DIRECTIONS: In the entries below, every line that contains "clicks" must be located and copied.

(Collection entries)
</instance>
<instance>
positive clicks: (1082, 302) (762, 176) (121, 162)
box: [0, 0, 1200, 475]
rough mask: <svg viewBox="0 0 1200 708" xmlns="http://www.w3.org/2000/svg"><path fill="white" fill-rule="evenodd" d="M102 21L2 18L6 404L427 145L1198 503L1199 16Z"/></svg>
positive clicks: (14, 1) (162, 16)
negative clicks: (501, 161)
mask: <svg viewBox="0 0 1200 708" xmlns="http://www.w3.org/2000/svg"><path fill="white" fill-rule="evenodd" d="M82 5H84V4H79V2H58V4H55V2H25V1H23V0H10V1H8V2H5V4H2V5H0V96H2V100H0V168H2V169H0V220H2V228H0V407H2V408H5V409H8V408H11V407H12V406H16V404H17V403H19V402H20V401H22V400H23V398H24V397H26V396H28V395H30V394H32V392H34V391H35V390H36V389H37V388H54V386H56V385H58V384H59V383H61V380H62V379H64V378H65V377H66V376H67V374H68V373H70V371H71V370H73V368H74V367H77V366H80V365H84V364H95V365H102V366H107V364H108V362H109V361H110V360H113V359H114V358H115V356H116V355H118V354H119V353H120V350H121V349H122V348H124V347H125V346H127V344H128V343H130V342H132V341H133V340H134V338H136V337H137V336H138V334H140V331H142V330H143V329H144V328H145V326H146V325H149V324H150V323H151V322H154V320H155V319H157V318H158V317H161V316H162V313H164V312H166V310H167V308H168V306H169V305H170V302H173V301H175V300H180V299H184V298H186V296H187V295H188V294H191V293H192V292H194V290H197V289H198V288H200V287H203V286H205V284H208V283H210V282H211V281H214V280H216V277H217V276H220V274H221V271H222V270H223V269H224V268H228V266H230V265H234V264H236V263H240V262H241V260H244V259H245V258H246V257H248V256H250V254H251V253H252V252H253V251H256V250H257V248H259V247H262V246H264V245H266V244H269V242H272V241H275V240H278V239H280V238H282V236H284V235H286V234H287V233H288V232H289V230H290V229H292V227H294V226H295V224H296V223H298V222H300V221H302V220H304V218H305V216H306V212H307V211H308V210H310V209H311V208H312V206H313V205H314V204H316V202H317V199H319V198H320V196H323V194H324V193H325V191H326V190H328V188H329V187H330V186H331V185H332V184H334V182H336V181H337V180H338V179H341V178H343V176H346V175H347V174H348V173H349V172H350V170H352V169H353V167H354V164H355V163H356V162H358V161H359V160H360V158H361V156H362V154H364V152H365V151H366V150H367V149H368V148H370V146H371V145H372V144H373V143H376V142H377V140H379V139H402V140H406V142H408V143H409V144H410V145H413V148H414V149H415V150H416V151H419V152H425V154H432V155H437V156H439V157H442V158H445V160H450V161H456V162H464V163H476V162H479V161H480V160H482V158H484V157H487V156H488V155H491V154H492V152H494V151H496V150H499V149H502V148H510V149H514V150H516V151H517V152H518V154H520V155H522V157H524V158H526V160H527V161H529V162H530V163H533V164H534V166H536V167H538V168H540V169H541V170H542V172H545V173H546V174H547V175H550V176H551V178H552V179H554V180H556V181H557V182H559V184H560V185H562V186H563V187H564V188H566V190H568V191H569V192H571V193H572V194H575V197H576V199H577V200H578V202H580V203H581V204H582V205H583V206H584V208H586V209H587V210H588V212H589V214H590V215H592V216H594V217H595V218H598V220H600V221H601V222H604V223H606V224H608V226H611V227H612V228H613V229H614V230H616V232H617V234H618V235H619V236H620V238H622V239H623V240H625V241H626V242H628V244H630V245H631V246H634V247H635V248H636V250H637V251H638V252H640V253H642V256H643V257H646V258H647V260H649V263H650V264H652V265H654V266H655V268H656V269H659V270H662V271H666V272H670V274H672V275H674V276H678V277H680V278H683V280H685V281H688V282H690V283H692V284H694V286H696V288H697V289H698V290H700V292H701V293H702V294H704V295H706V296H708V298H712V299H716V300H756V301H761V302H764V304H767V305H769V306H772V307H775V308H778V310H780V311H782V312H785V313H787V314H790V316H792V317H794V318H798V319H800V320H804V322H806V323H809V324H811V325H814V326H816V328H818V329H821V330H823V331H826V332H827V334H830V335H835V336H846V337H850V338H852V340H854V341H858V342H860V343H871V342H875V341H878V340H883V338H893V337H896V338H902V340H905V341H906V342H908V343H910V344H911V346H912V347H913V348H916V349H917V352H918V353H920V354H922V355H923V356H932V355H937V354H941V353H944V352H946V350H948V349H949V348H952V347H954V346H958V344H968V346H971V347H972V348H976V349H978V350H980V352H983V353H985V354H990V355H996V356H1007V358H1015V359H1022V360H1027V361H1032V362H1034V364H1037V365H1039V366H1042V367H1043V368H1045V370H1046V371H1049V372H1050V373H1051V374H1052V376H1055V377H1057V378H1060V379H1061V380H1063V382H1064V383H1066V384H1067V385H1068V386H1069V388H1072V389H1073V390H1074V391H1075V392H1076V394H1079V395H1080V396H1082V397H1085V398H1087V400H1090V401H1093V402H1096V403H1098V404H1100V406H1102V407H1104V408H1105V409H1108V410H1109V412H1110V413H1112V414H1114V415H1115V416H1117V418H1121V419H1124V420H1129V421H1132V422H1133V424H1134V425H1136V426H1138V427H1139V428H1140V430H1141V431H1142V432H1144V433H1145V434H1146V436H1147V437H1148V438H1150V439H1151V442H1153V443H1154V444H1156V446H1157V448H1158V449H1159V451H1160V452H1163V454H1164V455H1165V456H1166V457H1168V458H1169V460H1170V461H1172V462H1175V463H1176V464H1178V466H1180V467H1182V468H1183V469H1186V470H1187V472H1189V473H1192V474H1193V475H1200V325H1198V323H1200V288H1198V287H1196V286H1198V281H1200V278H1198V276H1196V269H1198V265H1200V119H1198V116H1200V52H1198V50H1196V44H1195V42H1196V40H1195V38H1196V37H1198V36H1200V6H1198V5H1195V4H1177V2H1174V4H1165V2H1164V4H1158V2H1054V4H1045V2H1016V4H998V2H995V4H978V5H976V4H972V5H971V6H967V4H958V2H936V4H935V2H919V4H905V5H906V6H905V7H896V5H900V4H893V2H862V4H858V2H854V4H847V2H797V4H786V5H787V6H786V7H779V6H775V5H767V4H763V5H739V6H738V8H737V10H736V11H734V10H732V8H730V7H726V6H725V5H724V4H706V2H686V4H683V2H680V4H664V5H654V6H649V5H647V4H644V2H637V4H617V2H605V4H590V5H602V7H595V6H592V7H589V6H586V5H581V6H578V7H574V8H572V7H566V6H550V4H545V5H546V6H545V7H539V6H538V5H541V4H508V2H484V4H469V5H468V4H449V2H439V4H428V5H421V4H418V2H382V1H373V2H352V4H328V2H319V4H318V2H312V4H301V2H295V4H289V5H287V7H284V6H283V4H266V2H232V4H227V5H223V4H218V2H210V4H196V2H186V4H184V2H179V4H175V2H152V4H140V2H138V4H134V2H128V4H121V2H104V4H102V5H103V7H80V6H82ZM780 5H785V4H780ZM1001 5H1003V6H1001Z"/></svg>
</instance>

==

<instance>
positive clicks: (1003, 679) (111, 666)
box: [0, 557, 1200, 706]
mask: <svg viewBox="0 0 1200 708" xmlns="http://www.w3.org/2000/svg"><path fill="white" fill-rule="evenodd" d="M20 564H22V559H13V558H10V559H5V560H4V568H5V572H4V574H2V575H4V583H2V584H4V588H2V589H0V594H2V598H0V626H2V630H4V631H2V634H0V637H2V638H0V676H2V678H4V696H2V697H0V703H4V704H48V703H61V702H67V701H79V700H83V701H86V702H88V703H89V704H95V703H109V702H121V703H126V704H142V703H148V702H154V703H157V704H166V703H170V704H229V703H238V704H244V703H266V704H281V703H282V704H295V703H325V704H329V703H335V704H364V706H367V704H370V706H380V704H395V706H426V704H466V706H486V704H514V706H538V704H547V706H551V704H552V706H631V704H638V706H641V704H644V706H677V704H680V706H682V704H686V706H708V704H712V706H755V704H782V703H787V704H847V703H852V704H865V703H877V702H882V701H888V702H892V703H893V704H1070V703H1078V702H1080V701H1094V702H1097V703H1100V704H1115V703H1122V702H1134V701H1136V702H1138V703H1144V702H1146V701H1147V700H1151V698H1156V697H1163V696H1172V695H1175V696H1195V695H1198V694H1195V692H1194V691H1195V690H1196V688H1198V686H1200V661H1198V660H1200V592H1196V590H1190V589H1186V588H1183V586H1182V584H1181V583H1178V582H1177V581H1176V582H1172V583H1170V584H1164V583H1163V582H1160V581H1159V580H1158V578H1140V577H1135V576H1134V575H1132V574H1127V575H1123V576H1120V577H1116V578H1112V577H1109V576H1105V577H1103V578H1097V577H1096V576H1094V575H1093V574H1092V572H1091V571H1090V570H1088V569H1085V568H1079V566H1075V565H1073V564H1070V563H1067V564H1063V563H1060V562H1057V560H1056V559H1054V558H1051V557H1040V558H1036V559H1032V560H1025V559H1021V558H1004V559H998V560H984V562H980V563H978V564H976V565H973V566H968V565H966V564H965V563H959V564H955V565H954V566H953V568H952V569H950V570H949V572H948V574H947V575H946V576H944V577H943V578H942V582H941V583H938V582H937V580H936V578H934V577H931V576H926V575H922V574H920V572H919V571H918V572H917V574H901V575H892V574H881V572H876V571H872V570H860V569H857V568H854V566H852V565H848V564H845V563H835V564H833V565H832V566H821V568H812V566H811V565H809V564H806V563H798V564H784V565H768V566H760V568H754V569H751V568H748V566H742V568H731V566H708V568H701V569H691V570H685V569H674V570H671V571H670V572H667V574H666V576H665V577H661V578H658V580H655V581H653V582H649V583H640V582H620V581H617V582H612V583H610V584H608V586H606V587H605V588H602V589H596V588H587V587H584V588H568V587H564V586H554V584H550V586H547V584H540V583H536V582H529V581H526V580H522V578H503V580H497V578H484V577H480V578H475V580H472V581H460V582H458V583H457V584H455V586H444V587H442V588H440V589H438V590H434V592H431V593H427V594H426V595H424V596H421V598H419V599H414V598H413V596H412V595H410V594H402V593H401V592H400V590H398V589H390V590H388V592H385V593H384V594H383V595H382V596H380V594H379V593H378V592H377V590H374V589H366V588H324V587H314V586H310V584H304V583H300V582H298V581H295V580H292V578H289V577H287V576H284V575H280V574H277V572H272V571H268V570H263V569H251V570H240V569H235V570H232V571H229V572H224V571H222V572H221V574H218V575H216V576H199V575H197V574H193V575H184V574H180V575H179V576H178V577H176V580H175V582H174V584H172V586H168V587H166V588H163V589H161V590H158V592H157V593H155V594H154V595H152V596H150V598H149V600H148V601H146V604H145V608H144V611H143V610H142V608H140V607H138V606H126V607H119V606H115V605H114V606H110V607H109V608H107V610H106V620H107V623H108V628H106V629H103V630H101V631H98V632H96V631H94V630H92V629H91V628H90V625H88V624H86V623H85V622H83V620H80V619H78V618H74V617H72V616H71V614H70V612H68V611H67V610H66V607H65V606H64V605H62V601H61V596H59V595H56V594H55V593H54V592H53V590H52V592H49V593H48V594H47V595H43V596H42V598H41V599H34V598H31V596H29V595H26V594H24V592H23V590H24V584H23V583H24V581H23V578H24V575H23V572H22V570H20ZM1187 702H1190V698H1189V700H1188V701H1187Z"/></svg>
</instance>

ANSWER SPACE:
positive clicks: (1082, 302) (762, 176) (121, 162)
positive clicks: (14, 1) (162, 16)
negative clicks: (501, 161)
positive clicks: (1003, 679) (111, 666)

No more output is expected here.